Задание A
Оформите в виде нумерованного списка записи на отрезке от строки, где есть «Lab microscopy module: scan the image above for the sun», до строки, где есть «xmin=797 ymin=487 xmax=930 ymax=602», включая обе; пустые строки не включайте.

Текст для чтения

И здесь, по нашу сторону, слово работает на более глубоких уровнях, чем на Западе. Там надо специально привести гипнотизера, он тебе скажет: «Спи!» А здесь не надо приводить гипнотизера. Здесь тебе этот гипноз и морок наведут, вот просто пока ты пойдешь купить себе копченой рыбы и спичек. О, уже морок навели. И все заманивают словами, все говорят. Говорят при этом криво.
Вот смотришь американский телевизор, например. Вот что-нибудь сгорело там. Вот прибегают корреспонденты. Вот они с пожарным поговорили, вот они с ментом поговорили, вот они поговорили с глупым американским человеком, который тут погорел. Все говорят, используя прекрасный чудный синтаксис. Ну, с не очень богатым словарем. Ну какой словарь? – вот, я сгорел, не знаем, что делать, я очень расстроен, что же я скажу детям. Ясно, четко говорит. А ведь он не обязывался давать интервью. Не готовился. Тезисы не писал. Но речь такая четкая и ясная, как будто он в университете учился.
И вот спроси любого нашего от и до. От мента до члена «Единой России». Типа: почему это у вас вот тут перегорожено? Это ж какие-то мутные комья пойдут. Рот открыт, а смысловой структуры, синтаксиса нет. Но это не значит, что у него хуже со словом, чем у человека западного.

– А почему тогда?

– Наоборот, лучше, лучше у него! Потому что он берет слово не на том уровне, где существует рабочий, протестантский синтаксис, который отсекает ненужное, идет к цели, организует тут же себя, людей, пространство, то есть движется к тому, как выйти из создавшегося положения. Разгрести головешки, эвакуировать кого-нибудь…
А здесь нет. Нет такой задачи – организовать и помочь. Посмотрите, что после Крымска писали. Все мутнее и мутнее, начинаются какие-то пляски, какие-то скачки с рукавами, воу-воу-воу! СМИ бьют в бубны, свидетели видят знаки в тучах, начальство городит что попало, без разбору. Сейчас можно читать уже: «семь тысяч, семь тысяч человек потонуло, специально было залито это все, чтобы коммерческое освободить»… Что коммерческое, какое коммерческое? Освободить коммерческие какие-то земли, поэтому залили, сейчас там заборы стоят, не пускают, даже одна дама написала, что едешь через город, а в люках еще кто-то шевелится.

Строки из набора данных для разметки рамками:

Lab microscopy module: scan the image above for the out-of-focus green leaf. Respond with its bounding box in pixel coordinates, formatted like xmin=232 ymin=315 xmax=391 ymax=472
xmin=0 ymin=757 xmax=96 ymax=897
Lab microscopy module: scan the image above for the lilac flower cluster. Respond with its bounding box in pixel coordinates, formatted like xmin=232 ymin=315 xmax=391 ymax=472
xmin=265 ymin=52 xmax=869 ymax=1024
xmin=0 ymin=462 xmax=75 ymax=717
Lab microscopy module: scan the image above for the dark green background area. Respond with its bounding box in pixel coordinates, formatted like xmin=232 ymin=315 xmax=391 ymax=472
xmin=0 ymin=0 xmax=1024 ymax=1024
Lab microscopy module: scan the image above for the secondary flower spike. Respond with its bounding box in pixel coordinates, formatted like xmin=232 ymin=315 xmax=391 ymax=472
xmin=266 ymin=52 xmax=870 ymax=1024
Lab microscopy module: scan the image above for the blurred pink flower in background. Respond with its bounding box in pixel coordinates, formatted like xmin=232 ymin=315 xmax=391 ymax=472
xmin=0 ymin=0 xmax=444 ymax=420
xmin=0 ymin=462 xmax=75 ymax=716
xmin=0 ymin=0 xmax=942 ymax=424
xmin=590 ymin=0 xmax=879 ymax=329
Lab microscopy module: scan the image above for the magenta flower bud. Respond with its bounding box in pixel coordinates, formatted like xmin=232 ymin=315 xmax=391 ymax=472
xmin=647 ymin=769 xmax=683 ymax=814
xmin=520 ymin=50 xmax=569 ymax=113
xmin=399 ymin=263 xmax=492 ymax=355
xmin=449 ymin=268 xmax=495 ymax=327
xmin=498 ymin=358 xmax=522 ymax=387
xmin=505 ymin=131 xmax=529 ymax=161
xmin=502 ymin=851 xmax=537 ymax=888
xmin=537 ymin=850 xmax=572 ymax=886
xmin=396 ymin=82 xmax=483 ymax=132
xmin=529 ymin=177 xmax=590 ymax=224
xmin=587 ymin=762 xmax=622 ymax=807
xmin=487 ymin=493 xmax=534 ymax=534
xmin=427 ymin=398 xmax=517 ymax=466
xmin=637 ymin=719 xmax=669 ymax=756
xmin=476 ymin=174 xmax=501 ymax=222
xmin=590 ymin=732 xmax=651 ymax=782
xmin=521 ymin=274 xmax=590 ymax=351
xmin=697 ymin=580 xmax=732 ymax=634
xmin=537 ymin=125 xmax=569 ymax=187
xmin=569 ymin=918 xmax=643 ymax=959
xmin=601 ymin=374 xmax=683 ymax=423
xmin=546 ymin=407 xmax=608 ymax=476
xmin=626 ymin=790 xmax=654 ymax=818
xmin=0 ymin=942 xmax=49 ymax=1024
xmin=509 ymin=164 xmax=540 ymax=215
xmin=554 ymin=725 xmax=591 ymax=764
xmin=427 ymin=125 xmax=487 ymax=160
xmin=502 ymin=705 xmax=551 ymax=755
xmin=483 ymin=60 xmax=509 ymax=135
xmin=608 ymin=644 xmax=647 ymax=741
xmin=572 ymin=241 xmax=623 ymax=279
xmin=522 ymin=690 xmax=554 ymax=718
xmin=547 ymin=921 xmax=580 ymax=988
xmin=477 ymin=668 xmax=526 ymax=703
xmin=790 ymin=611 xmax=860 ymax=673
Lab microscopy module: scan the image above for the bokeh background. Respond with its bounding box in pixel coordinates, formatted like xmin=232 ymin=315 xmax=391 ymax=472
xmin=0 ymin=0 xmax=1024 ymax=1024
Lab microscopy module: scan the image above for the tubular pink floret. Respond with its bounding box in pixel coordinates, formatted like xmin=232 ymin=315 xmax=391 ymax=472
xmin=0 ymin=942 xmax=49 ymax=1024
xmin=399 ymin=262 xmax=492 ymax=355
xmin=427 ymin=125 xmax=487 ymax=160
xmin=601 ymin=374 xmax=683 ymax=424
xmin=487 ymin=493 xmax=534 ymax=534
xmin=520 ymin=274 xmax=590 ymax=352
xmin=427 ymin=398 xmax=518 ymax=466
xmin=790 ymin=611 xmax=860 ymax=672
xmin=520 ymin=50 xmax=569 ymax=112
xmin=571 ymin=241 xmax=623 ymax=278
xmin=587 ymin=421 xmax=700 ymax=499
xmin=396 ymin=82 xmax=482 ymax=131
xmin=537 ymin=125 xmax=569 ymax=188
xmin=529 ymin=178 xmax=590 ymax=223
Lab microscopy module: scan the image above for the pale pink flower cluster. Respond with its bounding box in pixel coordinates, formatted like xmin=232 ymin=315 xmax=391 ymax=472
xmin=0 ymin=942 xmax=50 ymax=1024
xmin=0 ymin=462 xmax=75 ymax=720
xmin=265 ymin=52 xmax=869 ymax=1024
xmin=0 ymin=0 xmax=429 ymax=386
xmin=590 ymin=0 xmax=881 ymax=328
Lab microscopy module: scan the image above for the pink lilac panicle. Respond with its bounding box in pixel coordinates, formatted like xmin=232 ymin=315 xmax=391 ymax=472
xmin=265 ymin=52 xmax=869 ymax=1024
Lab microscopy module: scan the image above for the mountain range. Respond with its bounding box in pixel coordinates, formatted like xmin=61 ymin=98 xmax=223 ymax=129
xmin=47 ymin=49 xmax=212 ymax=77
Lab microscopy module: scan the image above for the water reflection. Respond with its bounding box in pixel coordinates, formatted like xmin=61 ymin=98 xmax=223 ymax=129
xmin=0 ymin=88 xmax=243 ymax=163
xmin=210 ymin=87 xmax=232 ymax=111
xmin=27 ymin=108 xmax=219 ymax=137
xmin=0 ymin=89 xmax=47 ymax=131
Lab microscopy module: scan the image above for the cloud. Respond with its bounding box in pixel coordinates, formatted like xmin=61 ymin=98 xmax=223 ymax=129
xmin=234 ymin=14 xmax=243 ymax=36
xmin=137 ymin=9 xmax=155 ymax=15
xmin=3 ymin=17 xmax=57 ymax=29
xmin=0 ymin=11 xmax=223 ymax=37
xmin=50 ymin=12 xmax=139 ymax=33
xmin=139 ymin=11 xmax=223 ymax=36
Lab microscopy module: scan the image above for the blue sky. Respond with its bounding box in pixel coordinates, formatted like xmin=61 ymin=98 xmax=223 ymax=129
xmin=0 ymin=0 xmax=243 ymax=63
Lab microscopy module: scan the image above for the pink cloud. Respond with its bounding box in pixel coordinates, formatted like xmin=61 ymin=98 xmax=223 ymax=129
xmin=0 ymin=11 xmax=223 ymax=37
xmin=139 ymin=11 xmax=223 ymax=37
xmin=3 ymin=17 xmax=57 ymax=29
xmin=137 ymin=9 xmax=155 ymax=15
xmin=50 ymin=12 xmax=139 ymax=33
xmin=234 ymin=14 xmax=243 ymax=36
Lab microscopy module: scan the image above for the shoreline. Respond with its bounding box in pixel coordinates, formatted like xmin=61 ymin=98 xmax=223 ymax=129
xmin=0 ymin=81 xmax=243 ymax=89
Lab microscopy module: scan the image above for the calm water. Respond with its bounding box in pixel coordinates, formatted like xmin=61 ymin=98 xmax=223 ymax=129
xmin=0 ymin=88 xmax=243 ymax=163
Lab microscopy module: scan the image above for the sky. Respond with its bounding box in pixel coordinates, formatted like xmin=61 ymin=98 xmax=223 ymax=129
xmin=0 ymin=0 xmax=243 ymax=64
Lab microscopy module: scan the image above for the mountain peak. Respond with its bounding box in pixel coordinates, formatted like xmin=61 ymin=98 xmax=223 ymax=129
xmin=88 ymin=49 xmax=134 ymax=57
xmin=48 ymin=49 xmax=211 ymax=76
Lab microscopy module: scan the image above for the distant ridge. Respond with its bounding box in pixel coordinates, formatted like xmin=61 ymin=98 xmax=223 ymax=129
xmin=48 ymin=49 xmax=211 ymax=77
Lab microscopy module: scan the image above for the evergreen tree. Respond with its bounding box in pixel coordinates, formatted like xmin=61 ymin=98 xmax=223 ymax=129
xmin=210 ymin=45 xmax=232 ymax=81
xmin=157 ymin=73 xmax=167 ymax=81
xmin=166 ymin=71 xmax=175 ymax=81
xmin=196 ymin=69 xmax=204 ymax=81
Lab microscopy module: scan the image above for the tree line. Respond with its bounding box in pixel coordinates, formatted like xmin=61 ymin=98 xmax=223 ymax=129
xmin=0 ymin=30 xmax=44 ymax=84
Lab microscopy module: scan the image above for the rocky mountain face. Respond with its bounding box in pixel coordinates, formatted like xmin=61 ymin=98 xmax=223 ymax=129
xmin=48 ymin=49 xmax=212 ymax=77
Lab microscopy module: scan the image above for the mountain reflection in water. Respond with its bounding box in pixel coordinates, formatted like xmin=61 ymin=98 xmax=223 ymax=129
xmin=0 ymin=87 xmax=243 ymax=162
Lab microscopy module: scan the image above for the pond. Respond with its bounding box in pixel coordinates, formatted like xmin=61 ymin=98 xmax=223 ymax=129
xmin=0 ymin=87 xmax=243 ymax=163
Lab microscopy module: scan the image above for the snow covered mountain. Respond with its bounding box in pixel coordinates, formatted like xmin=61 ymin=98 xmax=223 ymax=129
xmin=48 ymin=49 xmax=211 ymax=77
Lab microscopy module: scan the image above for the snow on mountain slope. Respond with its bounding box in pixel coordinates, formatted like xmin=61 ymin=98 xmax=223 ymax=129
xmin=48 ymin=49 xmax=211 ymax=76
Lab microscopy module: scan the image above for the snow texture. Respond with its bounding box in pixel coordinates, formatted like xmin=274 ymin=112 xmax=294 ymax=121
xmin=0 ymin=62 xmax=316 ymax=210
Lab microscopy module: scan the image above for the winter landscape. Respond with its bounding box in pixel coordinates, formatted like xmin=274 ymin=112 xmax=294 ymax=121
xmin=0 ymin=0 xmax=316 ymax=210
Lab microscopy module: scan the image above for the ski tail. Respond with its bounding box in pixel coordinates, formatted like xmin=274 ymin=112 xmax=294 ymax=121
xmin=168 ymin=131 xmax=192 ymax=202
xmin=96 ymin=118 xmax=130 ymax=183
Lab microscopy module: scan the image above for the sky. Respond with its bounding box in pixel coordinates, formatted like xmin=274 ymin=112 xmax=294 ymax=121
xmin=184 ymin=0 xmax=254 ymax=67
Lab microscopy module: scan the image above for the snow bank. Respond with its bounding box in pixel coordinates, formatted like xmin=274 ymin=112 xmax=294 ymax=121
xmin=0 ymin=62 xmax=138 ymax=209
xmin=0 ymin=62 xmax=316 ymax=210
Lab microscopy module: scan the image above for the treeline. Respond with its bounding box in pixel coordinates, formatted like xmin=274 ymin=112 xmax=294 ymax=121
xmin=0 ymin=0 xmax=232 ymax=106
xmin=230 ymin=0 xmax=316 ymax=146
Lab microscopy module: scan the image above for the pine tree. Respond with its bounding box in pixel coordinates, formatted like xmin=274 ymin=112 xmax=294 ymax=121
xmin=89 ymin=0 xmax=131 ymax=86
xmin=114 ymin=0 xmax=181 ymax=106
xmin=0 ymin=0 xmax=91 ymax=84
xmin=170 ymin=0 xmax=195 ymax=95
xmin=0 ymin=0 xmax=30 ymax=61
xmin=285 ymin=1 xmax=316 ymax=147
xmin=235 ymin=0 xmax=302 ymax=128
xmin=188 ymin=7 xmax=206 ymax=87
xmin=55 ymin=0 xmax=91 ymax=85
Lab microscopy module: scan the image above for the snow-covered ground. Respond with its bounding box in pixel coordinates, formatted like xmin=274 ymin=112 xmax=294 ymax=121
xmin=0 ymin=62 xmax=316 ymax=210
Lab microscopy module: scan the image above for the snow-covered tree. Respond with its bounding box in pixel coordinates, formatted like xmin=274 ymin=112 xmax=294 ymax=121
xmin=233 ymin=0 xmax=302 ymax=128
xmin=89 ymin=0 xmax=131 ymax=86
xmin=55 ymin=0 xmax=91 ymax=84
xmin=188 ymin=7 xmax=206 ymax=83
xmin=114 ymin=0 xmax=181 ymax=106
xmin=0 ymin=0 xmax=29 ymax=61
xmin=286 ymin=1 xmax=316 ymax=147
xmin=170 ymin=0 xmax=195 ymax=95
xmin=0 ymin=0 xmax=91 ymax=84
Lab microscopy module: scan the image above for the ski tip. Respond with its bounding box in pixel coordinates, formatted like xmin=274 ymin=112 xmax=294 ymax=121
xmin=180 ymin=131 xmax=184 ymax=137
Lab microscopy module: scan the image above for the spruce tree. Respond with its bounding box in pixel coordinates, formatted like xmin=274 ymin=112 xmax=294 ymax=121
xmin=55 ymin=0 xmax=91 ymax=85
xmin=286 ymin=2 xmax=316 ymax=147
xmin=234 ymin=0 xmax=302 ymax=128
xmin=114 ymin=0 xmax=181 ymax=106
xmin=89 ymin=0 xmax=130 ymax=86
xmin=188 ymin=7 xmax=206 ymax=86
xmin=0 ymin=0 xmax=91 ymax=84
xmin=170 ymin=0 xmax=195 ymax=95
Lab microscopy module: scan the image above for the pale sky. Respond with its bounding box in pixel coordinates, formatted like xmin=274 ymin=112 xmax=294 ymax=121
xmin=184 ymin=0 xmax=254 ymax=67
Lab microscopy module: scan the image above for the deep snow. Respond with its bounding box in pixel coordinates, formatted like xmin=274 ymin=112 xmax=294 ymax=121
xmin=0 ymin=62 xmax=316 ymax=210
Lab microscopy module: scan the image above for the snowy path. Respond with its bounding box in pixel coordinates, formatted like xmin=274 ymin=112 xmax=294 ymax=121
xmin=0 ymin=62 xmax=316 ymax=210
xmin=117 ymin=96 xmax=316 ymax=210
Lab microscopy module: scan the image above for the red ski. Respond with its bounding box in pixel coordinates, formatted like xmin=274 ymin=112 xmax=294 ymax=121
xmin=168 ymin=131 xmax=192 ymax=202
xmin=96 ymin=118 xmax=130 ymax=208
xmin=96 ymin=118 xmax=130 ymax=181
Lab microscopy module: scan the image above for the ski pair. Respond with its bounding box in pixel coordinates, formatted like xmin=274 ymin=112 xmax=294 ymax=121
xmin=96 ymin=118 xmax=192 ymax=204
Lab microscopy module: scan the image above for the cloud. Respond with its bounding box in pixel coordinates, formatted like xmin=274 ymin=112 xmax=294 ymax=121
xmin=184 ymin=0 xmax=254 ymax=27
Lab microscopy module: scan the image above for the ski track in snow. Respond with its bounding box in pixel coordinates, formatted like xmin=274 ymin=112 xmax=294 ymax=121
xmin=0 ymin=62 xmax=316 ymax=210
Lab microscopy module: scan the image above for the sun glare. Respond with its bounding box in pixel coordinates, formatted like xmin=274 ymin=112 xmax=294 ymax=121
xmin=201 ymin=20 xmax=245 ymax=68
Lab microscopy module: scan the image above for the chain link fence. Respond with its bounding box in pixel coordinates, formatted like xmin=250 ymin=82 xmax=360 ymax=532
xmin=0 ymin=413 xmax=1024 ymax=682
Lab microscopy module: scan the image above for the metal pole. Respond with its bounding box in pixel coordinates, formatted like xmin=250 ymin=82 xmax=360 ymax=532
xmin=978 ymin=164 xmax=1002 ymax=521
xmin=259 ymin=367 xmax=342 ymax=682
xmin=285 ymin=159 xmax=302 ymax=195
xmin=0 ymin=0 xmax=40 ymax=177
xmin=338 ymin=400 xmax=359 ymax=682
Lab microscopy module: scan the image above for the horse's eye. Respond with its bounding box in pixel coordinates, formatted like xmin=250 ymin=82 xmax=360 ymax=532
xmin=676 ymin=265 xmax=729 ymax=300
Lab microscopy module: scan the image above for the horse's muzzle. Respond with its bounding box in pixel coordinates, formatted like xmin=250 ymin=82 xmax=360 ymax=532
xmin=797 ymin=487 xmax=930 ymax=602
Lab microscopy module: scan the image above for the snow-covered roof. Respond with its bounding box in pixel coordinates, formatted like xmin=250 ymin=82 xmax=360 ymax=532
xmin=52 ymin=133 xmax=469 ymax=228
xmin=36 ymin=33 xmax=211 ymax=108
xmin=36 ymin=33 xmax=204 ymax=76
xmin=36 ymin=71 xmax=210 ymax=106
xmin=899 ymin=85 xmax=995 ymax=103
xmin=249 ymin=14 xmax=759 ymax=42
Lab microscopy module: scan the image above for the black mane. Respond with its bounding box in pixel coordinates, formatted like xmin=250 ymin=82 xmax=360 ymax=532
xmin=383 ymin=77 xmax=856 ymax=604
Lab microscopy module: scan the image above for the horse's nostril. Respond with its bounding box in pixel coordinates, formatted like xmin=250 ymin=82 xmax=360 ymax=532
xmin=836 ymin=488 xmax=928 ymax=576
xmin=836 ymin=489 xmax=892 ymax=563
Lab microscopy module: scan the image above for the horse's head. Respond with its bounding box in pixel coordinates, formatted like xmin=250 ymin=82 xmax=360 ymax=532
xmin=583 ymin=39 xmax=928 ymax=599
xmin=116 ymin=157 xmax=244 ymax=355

Задание B
Почему, согласно тексту о речи, отсутствие синтаксиса в ответах «нашего» человека не значит, что у него хуже со словом, чем у западного? Ответьте одним–тремя предложениями.

Готовый ответ A
1. Lab microscopy module: scan the image above for the sun glare. Respond with its bounding box in pixel coordinates, formatted like xmin=274 ymin=112 xmax=294 ymax=121
2. xmin=201 ymin=20 xmax=245 ymax=68
3. Lab microscopy module: scan the image above for the chain link fence. Respond with its bounding box in pixel coordinates, formatted like xmin=250 ymin=82 xmax=360 ymax=532
4. xmin=0 ymin=413 xmax=1024 ymax=682
5. Lab microscopy module: scan the image above for the metal pole. Respond with its bounding box in pixel coordinates, formatted like xmin=250 ymin=82 xmax=360 ymax=532
6. xmin=978 ymin=164 xmax=1002 ymax=521
7. xmin=259 ymin=367 xmax=342 ymax=682
8. xmin=285 ymin=159 xmax=302 ymax=195
9. xmin=0 ymin=0 xmax=40 ymax=177
10. xmin=338 ymin=400 xmax=359 ymax=682
11. Lab microscopy module: scan the image above for the horse's eye. Respond with its bounding box in pixel coordinates, formatted like xmin=250 ymin=82 xmax=360 ymax=532
12. xmin=676 ymin=265 xmax=729 ymax=300
13. Lab microscopy module: scan the image above for the horse's muzzle. Respond with its bounding box in pixel coordinates, formatted like xmin=250 ymin=82 xmax=360 ymax=532
14. xmin=797 ymin=487 xmax=930 ymax=602

Готовый ответ B
Он берет слово не на том уровне, где существует рабочий, протестантский синтаксис. Такой синтаксис отсекает ненужное, идет к цели и организует себя, людей и пространство, чтобы выйти из создавшегося положения. Здесь же такой задачи, организовать и помочь, нет.